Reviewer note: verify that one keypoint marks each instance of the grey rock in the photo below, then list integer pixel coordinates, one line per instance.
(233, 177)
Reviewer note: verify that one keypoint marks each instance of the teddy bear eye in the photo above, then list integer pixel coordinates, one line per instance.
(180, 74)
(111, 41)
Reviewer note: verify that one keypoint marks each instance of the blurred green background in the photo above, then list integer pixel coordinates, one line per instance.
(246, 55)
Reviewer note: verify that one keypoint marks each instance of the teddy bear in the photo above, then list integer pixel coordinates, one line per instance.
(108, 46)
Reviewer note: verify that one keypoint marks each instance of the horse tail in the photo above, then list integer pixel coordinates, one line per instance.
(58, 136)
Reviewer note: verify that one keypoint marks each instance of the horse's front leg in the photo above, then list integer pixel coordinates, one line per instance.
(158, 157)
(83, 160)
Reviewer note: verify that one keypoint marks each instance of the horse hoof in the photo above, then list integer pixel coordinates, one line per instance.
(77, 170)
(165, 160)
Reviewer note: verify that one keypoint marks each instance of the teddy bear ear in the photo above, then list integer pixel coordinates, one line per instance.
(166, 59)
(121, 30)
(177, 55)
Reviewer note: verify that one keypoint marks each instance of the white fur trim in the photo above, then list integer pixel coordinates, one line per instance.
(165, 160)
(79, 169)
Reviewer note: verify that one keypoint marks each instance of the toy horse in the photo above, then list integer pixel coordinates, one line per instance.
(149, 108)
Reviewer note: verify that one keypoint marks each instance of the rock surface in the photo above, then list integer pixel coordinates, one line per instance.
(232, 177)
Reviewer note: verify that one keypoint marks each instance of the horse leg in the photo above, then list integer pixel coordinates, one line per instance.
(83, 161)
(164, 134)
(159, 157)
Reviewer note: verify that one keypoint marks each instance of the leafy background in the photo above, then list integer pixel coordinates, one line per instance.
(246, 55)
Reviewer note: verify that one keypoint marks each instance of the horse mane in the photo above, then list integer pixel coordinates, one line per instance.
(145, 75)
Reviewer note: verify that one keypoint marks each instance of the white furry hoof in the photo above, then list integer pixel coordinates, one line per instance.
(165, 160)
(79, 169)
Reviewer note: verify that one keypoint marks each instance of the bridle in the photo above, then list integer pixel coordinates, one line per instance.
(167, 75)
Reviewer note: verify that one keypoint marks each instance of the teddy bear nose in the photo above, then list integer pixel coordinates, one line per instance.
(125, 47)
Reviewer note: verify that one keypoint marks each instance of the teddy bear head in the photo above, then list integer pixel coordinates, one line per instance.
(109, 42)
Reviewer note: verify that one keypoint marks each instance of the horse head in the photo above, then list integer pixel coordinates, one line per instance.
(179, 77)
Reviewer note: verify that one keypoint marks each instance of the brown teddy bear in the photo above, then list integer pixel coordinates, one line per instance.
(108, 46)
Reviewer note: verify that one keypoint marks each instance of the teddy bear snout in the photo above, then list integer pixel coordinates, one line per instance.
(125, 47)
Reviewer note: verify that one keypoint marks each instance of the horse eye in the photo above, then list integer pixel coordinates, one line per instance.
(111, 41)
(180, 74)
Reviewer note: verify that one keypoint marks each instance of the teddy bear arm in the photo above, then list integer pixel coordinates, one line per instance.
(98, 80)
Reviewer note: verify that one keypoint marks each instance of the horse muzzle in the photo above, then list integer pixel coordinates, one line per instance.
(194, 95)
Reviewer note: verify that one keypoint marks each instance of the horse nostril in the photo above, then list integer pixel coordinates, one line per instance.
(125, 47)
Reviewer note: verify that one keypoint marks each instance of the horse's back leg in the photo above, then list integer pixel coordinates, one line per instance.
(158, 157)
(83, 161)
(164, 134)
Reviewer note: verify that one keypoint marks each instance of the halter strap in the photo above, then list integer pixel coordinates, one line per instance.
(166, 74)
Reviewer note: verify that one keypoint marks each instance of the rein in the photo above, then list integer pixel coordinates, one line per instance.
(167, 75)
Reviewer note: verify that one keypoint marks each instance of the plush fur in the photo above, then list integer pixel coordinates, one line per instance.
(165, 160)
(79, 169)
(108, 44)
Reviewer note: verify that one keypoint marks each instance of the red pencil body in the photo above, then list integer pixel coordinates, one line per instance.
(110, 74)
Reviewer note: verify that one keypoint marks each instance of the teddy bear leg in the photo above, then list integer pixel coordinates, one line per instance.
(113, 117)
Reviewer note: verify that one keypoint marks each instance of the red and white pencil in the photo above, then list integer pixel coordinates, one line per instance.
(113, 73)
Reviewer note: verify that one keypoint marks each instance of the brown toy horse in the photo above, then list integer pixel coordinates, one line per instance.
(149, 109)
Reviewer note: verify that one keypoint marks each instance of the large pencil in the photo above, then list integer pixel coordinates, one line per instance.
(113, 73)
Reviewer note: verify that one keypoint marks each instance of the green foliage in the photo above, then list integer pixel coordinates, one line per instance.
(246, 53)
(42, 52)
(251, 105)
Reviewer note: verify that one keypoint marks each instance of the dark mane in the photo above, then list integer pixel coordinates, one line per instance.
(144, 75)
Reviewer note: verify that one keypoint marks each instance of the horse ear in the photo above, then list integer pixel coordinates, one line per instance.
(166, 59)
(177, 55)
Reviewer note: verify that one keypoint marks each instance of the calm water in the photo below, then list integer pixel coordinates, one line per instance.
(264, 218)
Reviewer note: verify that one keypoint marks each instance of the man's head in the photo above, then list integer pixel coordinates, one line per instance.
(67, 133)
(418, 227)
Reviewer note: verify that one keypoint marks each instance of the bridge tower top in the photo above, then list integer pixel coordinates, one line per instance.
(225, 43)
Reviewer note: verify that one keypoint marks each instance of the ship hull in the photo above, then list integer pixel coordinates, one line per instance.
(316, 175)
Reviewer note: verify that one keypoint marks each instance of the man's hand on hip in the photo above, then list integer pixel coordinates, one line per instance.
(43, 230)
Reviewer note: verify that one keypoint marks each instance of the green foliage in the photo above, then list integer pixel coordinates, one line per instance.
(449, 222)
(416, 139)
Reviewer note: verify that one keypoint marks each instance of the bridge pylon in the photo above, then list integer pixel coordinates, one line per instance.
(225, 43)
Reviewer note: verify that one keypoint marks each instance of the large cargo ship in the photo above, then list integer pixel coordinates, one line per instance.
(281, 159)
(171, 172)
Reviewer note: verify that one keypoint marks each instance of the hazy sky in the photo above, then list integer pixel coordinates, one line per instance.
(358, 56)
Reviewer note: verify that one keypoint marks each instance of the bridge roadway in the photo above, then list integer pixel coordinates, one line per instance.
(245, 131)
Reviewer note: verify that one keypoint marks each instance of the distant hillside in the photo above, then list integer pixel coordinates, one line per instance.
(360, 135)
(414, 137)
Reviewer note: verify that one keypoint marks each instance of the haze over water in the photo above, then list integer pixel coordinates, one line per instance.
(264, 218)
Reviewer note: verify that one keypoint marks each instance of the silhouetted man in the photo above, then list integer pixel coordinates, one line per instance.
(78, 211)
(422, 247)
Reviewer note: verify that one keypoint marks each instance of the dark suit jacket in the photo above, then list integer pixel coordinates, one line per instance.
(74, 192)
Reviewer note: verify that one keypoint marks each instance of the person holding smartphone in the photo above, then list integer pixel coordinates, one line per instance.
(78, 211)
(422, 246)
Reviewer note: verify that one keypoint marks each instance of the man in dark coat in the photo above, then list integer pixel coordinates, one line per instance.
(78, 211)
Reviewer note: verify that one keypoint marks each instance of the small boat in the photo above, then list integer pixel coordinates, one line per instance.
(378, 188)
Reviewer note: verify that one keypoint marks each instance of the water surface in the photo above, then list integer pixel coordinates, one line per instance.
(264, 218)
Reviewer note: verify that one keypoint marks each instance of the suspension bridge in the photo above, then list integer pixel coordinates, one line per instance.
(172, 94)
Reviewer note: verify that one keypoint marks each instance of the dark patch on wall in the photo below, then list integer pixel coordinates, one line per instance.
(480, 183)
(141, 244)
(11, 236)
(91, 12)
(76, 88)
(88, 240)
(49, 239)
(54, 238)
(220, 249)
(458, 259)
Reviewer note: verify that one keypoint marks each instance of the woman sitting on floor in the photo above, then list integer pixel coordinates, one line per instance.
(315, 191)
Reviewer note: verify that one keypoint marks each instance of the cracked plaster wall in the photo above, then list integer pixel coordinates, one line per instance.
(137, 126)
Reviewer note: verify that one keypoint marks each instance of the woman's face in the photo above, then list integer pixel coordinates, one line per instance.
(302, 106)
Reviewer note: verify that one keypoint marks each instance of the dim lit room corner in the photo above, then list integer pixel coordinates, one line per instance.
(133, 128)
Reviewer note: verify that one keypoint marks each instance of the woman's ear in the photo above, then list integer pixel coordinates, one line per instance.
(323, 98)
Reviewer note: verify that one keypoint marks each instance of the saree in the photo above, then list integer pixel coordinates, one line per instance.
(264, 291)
★ ★ ★
▸ **Task brief**
Rewrite everything from the line containing "of the saree" down to the end of the rows as a JSON list of strings, one string per line, leaving out blank lines.

▸ **Exercise result**
[
  "Reviewer note: verify that one keypoint marks each instance of the saree in the photo above, then list integer pixel coordinates, one line per instance.",
  "(264, 291)"
]